TEXTO EXTRAÍDO
Por Antônio Diogo de Salles, advogado
“Nós, surdos, temos direito à preferência estabelecida em lei para os deficientes ou há razão para que as pessoas sem deficiência protestem por vindicarmos tal benefício? Em minha experiência de surdo pós lingual o que tenho sentido é que a maioria das pessoas aptas respeita as pessoas com deficiência apenas se esta estiver evidenciada. Ou seja, para a maioria só é deficiente a pessoa que possua limitações físicas de movimento e com dificuldades de visão quando o uso de equipamentos (não são apenas próteses) permite que se identifique a limitação.
Inaceitável esse remate.
A melhor definição de deficiência que conheço está na segunda parte do artigo 1º da CONVENÇÃO SOBRE OS DIREITOS DAS PESSOAS COM EFICIÊNCIA . Diz: “Pessoas com deficiência são aquelas que têm impedimentos de longo prazo de natureza física, mental, intelectual ou sensorial, os quais, em interação om diversas barreiras, podem obstruir sua participação plena e efetiva na sociedade em igualdades de condições com as demais pessoas”.

SEÇÃO DE DADOS

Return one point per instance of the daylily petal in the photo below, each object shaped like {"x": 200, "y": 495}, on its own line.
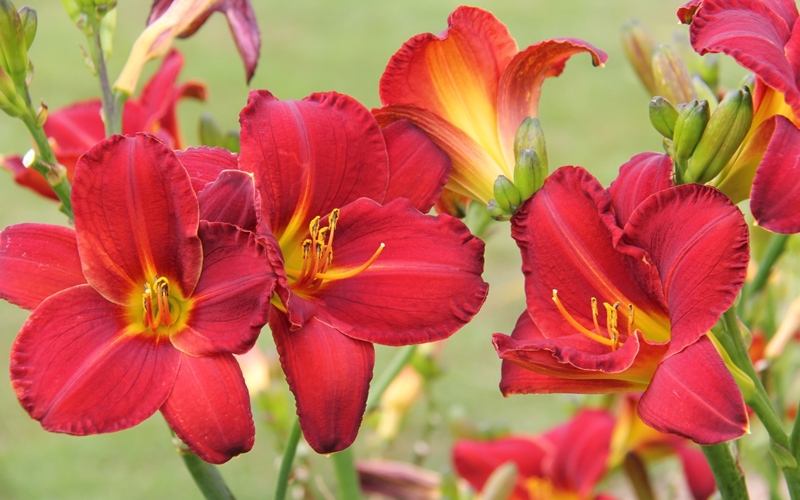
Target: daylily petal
{"x": 142, "y": 222}
{"x": 418, "y": 170}
{"x": 209, "y": 408}
{"x": 329, "y": 374}
{"x": 384, "y": 304}
{"x": 693, "y": 394}
{"x": 204, "y": 164}
{"x": 776, "y": 188}
{"x": 754, "y": 35}
{"x": 231, "y": 198}
{"x": 231, "y": 301}
{"x": 75, "y": 368}
{"x": 310, "y": 156}
{"x": 521, "y": 83}
{"x": 455, "y": 74}
{"x": 565, "y": 233}
{"x": 698, "y": 240}
{"x": 641, "y": 176}
{"x": 36, "y": 261}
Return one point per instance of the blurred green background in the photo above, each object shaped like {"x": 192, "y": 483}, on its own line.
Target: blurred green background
{"x": 594, "y": 117}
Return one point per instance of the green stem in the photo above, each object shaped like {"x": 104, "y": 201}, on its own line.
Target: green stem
{"x": 206, "y": 476}
{"x": 397, "y": 363}
{"x": 47, "y": 165}
{"x": 286, "y": 463}
{"x": 346, "y": 475}
{"x": 774, "y": 250}
{"x": 727, "y": 472}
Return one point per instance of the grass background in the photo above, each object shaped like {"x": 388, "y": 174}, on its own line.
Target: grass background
{"x": 594, "y": 117}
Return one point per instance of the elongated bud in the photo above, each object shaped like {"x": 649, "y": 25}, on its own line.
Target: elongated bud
{"x": 529, "y": 173}
{"x": 672, "y": 78}
{"x": 639, "y": 46}
{"x": 30, "y": 22}
{"x": 507, "y": 195}
{"x": 724, "y": 133}
{"x": 663, "y": 116}
{"x": 530, "y": 136}
{"x": 12, "y": 43}
{"x": 692, "y": 120}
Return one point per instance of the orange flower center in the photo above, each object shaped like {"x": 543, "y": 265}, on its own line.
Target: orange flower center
{"x": 612, "y": 336}
{"x": 318, "y": 258}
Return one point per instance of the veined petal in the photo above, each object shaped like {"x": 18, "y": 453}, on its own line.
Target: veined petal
{"x": 754, "y": 35}
{"x": 231, "y": 198}
{"x": 329, "y": 374}
{"x": 386, "y": 304}
{"x": 776, "y": 188}
{"x": 474, "y": 169}
{"x": 641, "y": 176}
{"x": 521, "y": 83}
{"x": 231, "y": 301}
{"x": 76, "y": 370}
{"x": 698, "y": 241}
{"x": 694, "y": 395}
{"x": 136, "y": 216}
{"x": 209, "y": 408}
{"x": 418, "y": 169}
{"x": 566, "y": 234}
{"x": 204, "y": 164}
{"x": 36, "y": 261}
{"x": 455, "y": 75}
{"x": 310, "y": 157}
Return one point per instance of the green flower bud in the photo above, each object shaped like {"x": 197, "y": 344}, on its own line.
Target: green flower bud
{"x": 692, "y": 120}
{"x": 722, "y": 137}
{"x": 529, "y": 173}
{"x": 639, "y": 46}
{"x": 663, "y": 116}
{"x": 530, "y": 136}
{"x": 14, "y": 59}
{"x": 506, "y": 195}
{"x": 671, "y": 76}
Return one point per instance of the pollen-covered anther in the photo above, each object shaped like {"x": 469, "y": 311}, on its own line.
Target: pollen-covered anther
{"x": 612, "y": 316}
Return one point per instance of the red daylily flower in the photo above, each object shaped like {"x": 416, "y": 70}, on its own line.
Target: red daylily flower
{"x": 76, "y": 128}
{"x": 764, "y": 37}
{"x": 565, "y": 463}
{"x": 139, "y": 308}
{"x": 656, "y": 266}
{"x": 170, "y": 19}
{"x": 357, "y": 264}
{"x": 469, "y": 89}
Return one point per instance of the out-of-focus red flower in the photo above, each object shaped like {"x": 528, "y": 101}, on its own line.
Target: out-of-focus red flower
{"x": 76, "y": 128}
{"x": 338, "y": 203}
{"x": 139, "y": 308}
{"x": 763, "y": 36}
{"x": 621, "y": 286}
{"x": 469, "y": 88}
{"x": 170, "y": 19}
{"x": 566, "y": 462}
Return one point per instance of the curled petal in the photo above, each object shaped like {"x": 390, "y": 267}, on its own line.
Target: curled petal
{"x": 231, "y": 301}
{"x": 76, "y": 369}
{"x": 418, "y": 170}
{"x": 329, "y": 374}
{"x": 36, "y": 261}
{"x": 209, "y": 408}
{"x": 776, "y": 188}
{"x": 385, "y": 303}
{"x": 310, "y": 156}
{"x": 694, "y": 395}
{"x": 136, "y": 216}
{"x": 698, "y": 241}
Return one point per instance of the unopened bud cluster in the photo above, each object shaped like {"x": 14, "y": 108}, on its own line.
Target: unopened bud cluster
{"x": 530, "y": 170}
{"x": 702, "y": 143}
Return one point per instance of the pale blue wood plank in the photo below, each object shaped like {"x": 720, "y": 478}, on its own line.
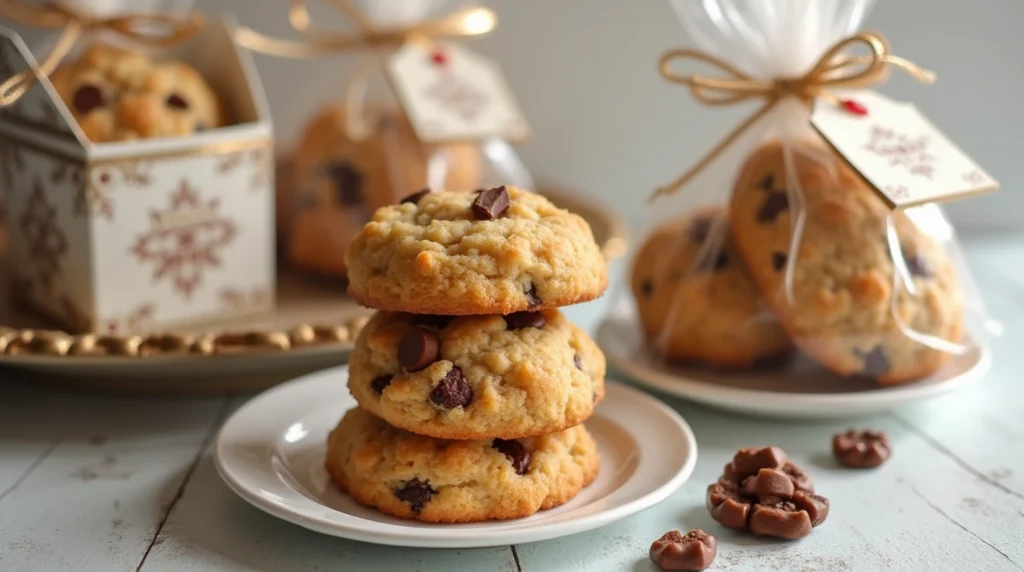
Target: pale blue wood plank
{"x": 212, "y": 530}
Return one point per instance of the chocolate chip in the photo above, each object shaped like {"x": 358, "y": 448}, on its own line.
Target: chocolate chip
{"x": 492, "y": 203}
{"x": 380, "y": 383}
{"x": 453, "y": 391}
{"x": 816, "y": 507}
{"x": 515, "y": 452}
{"x": 647, "y": 288}
{"x": 89, "y": 97}
{"x": 700, "y": 228}
{"x": 532, "y": 300}
{"x": 861, "y": 449}
{"x": 782, "y": 520}
{"x": 176, "y": 101}
{"x": 772, "y": 207}
{"x": 416, "y": 492}
{"x": 750, "y": 460}
{"x": 415, "y": 198}
{"x": 435, "y": 321}
{"x": 694, "y": 551}
{"x": 777, "y": 261}
{"x": 876, "y": 362}
{"x": 918, "y": 265}
{"x": 727, "y": 506}
{"x": 769, "y": 486}
{"x": 519, "y": 320}
{"x": 347, "y": 182}
{"x": 418, "y": 349}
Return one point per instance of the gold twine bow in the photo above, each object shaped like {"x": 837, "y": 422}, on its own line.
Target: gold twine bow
{"x": 150, "y": 29}
{"x": 320, "y": 41}
{"x": 835, "y": 70}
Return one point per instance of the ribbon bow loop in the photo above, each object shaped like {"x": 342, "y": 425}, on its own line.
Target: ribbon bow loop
{"x": 150, "y": 29}
{"x": 837, "y": 69}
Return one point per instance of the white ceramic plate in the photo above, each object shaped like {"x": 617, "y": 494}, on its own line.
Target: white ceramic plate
{"x": 270, "y": 452}
{"x": 798, "y": 389}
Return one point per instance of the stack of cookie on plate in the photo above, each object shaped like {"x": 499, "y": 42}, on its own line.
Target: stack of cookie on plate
{"x": 868, "y": 292}
{"x": 471, "y": 385}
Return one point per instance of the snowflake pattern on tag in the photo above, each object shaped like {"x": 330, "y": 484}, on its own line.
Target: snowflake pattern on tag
{"x": 452, "y": 94}
{"x": 896, "y": 149}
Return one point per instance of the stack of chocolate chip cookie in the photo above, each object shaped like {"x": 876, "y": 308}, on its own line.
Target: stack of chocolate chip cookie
{"x": 471, "y": 385}
{"x": 856, "y": 287}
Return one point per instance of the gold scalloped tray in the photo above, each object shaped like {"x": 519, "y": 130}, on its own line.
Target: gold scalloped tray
{"x": 312, "y": 327}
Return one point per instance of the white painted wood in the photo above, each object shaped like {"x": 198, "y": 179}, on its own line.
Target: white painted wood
{"x": 950, "y": 498}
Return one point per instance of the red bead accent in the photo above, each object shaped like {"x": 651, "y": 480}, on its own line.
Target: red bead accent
{"x": 854, "y": 107}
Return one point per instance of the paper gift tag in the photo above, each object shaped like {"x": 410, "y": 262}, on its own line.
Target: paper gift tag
{"x": 898, "y": 150}
{"x": 452, "y": 94}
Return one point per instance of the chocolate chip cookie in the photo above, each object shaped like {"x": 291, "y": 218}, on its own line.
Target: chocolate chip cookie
{"x": 696, "y": 300}
{"x": 416, "y": 477}
{"x": 477, "y": 377}
{"x": 841, "y": 306}
{"x": 117, "y": 94}
{"x": 492, "y": 252}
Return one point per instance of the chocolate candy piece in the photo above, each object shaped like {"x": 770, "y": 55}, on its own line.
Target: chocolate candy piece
{"x": 519, "y": 320}
{"x": 515, "y": 452}
{"x": 380, "y": 383}
{"x": 532, "y": 300}
{"x": 876, "y": 362}
{"x": 816, "y": 507}
{"x": 453, "y": 391}
{"x": 727, "y": 506}
{"x": 861, "y": 449}
{"x": 694, "y": 551}
{"x": 415, "y": 198}
{"x": 416, "y": 492}
{"x": 782, "y": 520}
{"x": 492, "y": 203}
{"x": 418, "y": 349}
{"x": 435, "y": 321}
{"x": 749, "y": 460}
{"x": 778, "y": 261}
{"x": 801, "y": 480}
{"x": 176, "y": 101}
{"x": 772, "y": 207}
{"x": 89, "y": 97}
{"x": 769, "y": 486}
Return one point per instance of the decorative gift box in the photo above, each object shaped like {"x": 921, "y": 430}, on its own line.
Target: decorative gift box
{"x": 134, "y": 235}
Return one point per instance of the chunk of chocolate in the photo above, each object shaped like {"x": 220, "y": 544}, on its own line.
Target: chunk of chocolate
{"x": 516, "y": 453}
{"x": 781, "y": 520}
{"x": 492, "y": 203}
{"x": 88, "y": 97}
{"x": 774, "y": 205}
{"x": 380, "y": 383}
{"x": 861, "y": 449}
{"x": 519, "y": 320}
{"x": 453, "y": 391}
{"x": 415, "y": 198}
{"x": 778, "y": 261}
{"x": 693, "y": 551}
{"x": 418, "y": 348}
{"x": 727, "y": 506}
{"x": 176, "y": 101}
{"x": 416, "y": 492}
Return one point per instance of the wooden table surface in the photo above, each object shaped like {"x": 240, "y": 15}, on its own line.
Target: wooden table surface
{"x": 104, "y": 483}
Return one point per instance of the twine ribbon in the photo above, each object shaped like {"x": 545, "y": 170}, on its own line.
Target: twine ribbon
{"x": 150, "y": 29}
{"x": 835, "y": 70}
{"x": 320, "y": 41}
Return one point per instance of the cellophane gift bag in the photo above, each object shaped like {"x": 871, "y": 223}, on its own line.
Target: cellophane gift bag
{"x": 775, "y": 245}
{"x": 365, "y": 150}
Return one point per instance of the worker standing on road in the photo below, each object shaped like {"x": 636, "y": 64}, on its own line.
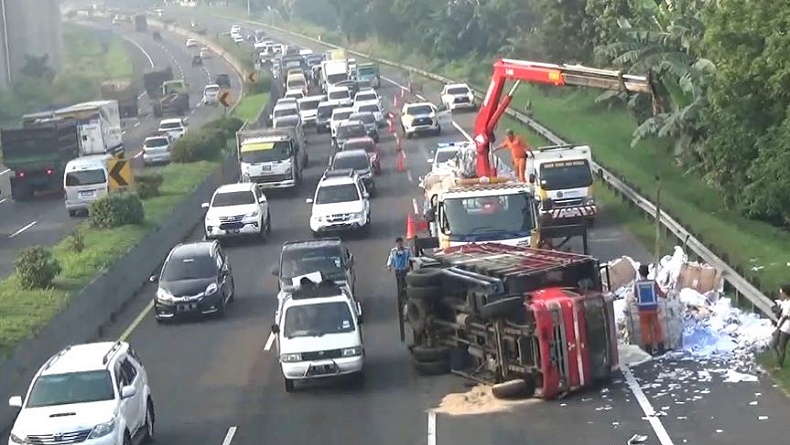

O QUE FAZER
1: Liste todas as naturezas de impedimento citadas na definição de pessoas com deficiência do texto sobre os direitos dos surdos.
2: Prolongue o texto sobre os direitos dos surdos, começando logo depois da última frase dele.

RESPOSTAS DOS EXERCÍCIOS
1: Física, mental, intelectual e sensorial.

2:
Logo, são deficientes também aqueles que não tenham evidenciada sua deficiência. À supressão das barreiras que podem obstruir a participação de todos os portadores de deficiência dá-se o nome de acessibilidade termo que, aliás, está bem em voga atualmente.
Acessibilidade, como se extrai do art. 9º da Convenção referida, é a possibilidade de viver de forma independente e participar plenamente de todos os aspectos da vida, tendo assegurado o acesso, em igualdade de oportunidades com as demais pessoas, ao meio físico, ao transporte, à informação e omunicação, inclusive aos sistemas e tecnologias da informação e comunicação, bem como a outros serviços e instalações abertos ao público ou de uso público, tanto na zona urbana como na rural, com a identificação e a eliminação de obstáculos e barreiras em edifícios, rodovias, meios de transporte e outras instalações internas e externas, inclusive escolas, residências, instalações médicas e local de trabalho e em informações, comunicações e outros serviços, nclusive serviços eletrônicos e serviços de emergência.
Pois bem, em vários dos diplomas legais destinados a garantir a acessibilidade ou em cartazes indicando a existência desse benefício usa-se a expressão “preferência” e do entendimento desta vem muita confusão outorgando-se às pessoas sem deficiência o direito de cobrar quem esteja postulando a preferência e não exiba seu aleijão; como os surdos, por exemplo.
O móvel da cobrança é que as pessoas entendem que a preferência significa somente passar na frente dos outros e bem assim que o cartaz que indica o benefício, de regra, estampa somente o desenho do velho, da grávida e do portador de muletas.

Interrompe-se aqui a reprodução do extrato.